Your objective:
Copy out, exactly as given, every line from the line with "Target: green grass lawn" to the end of the listing, both of those lines included.

Image location labeling entries:
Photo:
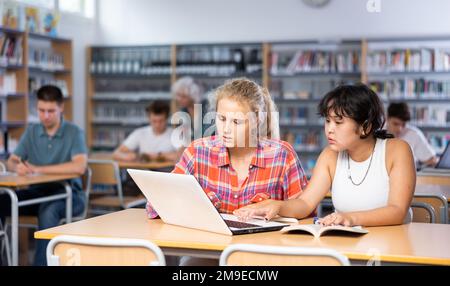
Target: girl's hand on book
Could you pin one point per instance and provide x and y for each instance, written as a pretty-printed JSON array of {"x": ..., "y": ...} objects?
[
  {"x": 267, "y": 209},
  {"x": 336, "y": 219}
]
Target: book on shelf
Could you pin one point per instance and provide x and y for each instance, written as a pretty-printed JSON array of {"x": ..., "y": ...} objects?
[
  {"x": 437, "y": 115},
  {"x": 49, "y": 22},
  {"x": 8, "y": 83},
  {"x": 442, "y": 60},
  {"x": 116, "y": 113},
  {"x": 11, "y": 14},
  {"x": 133, "y": 61},
  {"x": 399, "y": 89},
  {"x": 401, "y": 60},
  {"x": 438, "y": 140},
  {"x": 10, "y": 50},
  {"x": 45, "y": 59},
  {"x": 318, "y": 230},
  {"x": 317, "y": 61},
  {"x": 32, "y": 19}
]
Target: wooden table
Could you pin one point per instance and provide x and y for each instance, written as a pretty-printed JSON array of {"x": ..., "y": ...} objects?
[
  {"x": 439, "y": 190},
  {"x": 154, "y": 165},
  {"x": 406, "y": 244},
  {"x": 10, "y": 183},
  {"x": 427, "y": 178}
]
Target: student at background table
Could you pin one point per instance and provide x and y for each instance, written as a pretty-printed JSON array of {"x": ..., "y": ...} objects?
[
  {"x": 53, "y": 146},
  {"x": 372, "y": 178},
  {"x": 397, "y": 124}
]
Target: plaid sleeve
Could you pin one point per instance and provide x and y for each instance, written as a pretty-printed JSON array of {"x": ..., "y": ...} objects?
[
  {"x": 294, "y": 180},
  {"x": 184, "y": 166},
  {"x": 186, "y": 163}
]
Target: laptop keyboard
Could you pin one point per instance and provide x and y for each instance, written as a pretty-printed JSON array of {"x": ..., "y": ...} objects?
[{"x": 238, "y": 224}]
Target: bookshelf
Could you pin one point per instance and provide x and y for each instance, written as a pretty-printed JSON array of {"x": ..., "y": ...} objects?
[
  {"x": 297, "y": 73},
  {"x": 122, "y": 81},
  {"x": 415, "y": 70},
  {"x": 27, "y": 61},
  {"x": 300, "y": 73}
]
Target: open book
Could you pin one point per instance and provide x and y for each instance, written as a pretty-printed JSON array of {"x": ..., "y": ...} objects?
[{"x": 317, "y": 230}]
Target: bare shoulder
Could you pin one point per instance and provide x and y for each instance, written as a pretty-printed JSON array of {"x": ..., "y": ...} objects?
[
  {"x": 328, "y": 160},
  {"x": 328, "y": 157},
  {"x": 398, "y": 151},
  {"x": 397, "y": 147}
]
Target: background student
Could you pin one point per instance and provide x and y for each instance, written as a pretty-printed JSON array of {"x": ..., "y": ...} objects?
[
  {"x": 53, "y": 146},
  {"x": 245, "y": 162},
  {"x": 372, "y": 178},
  {"x": 152, "y": 142},
  {"x": 397, "y": 124}
]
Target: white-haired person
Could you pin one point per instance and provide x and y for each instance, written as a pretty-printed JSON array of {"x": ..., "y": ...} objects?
[{"x": 193, "y": 110}]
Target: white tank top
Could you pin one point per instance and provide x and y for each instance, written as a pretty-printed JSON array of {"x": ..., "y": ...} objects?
[{"x": 373, "y": 193}]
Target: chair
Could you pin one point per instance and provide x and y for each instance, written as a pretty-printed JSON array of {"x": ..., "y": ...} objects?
[
  {"x": 262, "y": 255},
  {"x": 4, "y": 248},
  {"x": 437, "y": 202},
  {"x": 423, "y": 212},
  {"x": 89, "y": 251},
  {"x": 31, "y": 222},
  {"x": 5, "y": 244},
  {"x": 107, "y": 173}
]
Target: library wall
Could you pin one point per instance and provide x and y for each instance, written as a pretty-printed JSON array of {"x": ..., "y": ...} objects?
[
  {"x": 82, "y": 31},
  {"x": 179, "y": 21}
]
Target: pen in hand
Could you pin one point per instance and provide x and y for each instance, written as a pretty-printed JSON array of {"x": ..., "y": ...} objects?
[{"x": 26, "y": 165}]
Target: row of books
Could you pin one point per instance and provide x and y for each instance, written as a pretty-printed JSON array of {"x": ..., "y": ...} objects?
[
  {"x": 142, "y": 60},
  {"x": 291, "y": 63},
  {"x": 45, "y": 59},
  {"x": 219, "y": 54},
  {"x": 110, "y": 138},
  {"x": 11, "y": 50},
  {"x": 114, "y": 113},
  {"x": 33, "y": 19},
  {"x": 131, "y": 85},
  {"x": 7, "y": 83},
  {"x": 304, "y": 140},
  {"x": 438, "y": 140},
  {"x": 133, "y": 96},
  {"x": 36, "y": 82},
  {"x": 295, "y": 115},
  {"x": 303, "y": 89},
  {"x": 129, "y": 67},
  {"x": 401, "y": 60},
  {"x": 442, "y": 60},
  {"x": 412, "y": 89},
  {"x": 431, "y": 115}
]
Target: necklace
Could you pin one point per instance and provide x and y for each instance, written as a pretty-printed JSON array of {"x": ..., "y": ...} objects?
[{"x": 367, "y": 172}]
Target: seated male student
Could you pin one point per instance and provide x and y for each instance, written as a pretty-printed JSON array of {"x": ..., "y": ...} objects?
[
  {"x": 53, "y": 146},
  {"x": 397, "y": 124},
  {"x": 152, "y": 142}
]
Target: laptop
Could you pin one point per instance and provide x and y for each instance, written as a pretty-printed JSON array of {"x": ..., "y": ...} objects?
[
  {"x": 180, "y": 200},
  {"x": 443, "y": 166}
]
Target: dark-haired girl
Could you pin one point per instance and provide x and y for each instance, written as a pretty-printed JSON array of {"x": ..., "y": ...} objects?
[{"x": 371, "y": 177}]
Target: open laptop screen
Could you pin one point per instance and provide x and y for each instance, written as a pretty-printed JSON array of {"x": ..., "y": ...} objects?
[{"x": 444, "y": 162}]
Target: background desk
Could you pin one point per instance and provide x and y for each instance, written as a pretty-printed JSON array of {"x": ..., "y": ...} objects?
[
  {"x": 154, "y": 165},
  {"x": 10, "y": 183},
  {"x": 405, "y": 244}
]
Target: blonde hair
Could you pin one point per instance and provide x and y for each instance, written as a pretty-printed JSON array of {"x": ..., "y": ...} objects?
[
  {"x": 189, "y": 86},
  {"x": 256, "y": 97}
]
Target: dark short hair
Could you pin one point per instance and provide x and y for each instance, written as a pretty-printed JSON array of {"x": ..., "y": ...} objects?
[
  {"x": 158, "y": 107},
  {"x": 50, "y": 93},
  {"x": 359, "y": 103},
  {"x": 399, "y": 110}
]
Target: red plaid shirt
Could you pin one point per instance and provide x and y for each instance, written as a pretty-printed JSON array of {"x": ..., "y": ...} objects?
[{"x": 275, "y": 173}]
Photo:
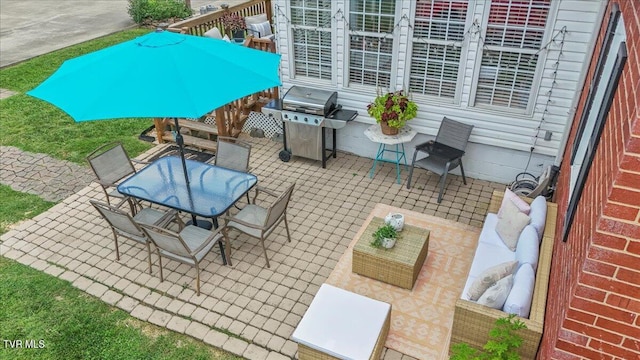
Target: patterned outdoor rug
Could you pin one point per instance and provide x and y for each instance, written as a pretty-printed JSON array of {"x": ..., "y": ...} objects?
[{"x": 421, "y": 318}]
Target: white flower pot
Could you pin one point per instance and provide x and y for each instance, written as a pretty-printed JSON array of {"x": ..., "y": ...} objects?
[
  {"x": 396, "y": 220},
  {"x": 388, "y": 243}
]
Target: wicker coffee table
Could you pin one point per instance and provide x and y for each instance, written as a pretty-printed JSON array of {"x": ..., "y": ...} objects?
[{"x": 397, "y": 266}]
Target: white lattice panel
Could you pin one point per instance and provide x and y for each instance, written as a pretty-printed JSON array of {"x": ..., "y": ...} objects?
[{"x": 269, "y": 125}]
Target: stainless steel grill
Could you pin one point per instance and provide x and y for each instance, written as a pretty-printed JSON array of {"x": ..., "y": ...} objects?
[{"x": 305, "y": 113}]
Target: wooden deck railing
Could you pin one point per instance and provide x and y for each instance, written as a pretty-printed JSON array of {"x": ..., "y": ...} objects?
[
  {"x": 231, "y": 117},
  {"x": 198, "y": 25}
]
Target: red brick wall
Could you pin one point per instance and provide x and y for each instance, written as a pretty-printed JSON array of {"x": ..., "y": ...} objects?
[{"x": 593, "y": 309}]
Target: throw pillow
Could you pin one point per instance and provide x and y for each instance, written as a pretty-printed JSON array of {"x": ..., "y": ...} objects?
[
  {"x": 516, "y": 200},
  {"x": 496, "y": 295},
  {"x": 519, "y": 300},
  {"x": 528, "y": 248},
  {"x": 538, "y": 214},
  {"x": 511, "y": 224},
  {"x": 489, "y": 277}
]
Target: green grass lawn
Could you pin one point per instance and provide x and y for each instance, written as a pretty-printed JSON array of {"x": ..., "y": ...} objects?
[
  {"x": 74, "y": 325},
  {"x": 17, "y": 206},
  {"x": 37, "y": 126}
]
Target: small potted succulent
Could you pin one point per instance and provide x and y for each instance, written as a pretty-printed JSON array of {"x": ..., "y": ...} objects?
[
  {"x": 385, "y": 236},
  {"x": 234, "y": 25},
  {"x": 392, "y": 111}
]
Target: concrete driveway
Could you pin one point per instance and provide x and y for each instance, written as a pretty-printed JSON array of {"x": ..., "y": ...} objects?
[{"x": 29, "y": 28}]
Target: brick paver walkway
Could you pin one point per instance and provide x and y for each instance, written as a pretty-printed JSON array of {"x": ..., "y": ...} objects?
[{"x": 247, "y": 309}]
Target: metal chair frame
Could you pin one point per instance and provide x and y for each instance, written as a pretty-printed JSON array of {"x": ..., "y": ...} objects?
[{"x": 453, "y": 134}]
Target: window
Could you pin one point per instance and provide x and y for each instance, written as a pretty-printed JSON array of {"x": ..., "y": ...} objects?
[
  {"x": 514, "y": 36},
  {"x": 371, "y": 24},
  {"x": 438, "y": 32},
  {"x": 311, "y": 20},
  {"x": 604, "y": 84}
]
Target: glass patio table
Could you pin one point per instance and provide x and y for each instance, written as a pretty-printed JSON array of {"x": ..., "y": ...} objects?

Task result:
Target: green grass lawn
Could you pin one point per instance and provide x and y for each instance, written as a pretty-printed JSON array of {"x": ..., "y": ...} objects?
[
  {"x": 74, "y": 325},
  {"x": 17, "y": 206},
  {"x": 37, "y": 126}
]
Target: small potted succulent
Could you pin one point per instance and provide x and y for each instance, written as a pretty-printed JSON array of {"x": ..., "y": ...} objects?
[
  {"x": 385, "y": 236},
  {"x": 234, "y": 25},
  {"x": 392, "y": 111}
]
Target: concrete driveway
Could you pin one point per instance and provide x and y for each instance, written as a pretty-printed JSON array of {"x": ..., "y": ...} objects?
[{"x": 29, "y": 28}]
Target: brick paver walkway
Could you pin one point per instance and provide x and y for each instance, written as a pretty-printed JSON array of {"x": ..., "y": ...} objects?
[{"x": 247, "y": 309}]
Target: metal chair frame
Could you pin one point per instance and provide x and y for each instance, written as a pretty-printed JSON array of {"x": ..., "y": ...} objects?
[{"x": 453, "y": 134}]
Target: window
Could you pin one point per instance and provide x and y for each instance, written as a pretty-printed JSON array of {"x": ..., "y": ...} objects?
[
  {"x": 514, "y": 36},
  {"x": 371, "y": 24},
  {"x": 438, "y": 32},
  {"x": 311, "y": 20},
  {"x": 604, "y": 84}
]
Target: glass patio table
Could you pin one point per instance and provide x and y for each instance, written as a pretty-printed JSON array of {"x": ..., "y": ...} objects?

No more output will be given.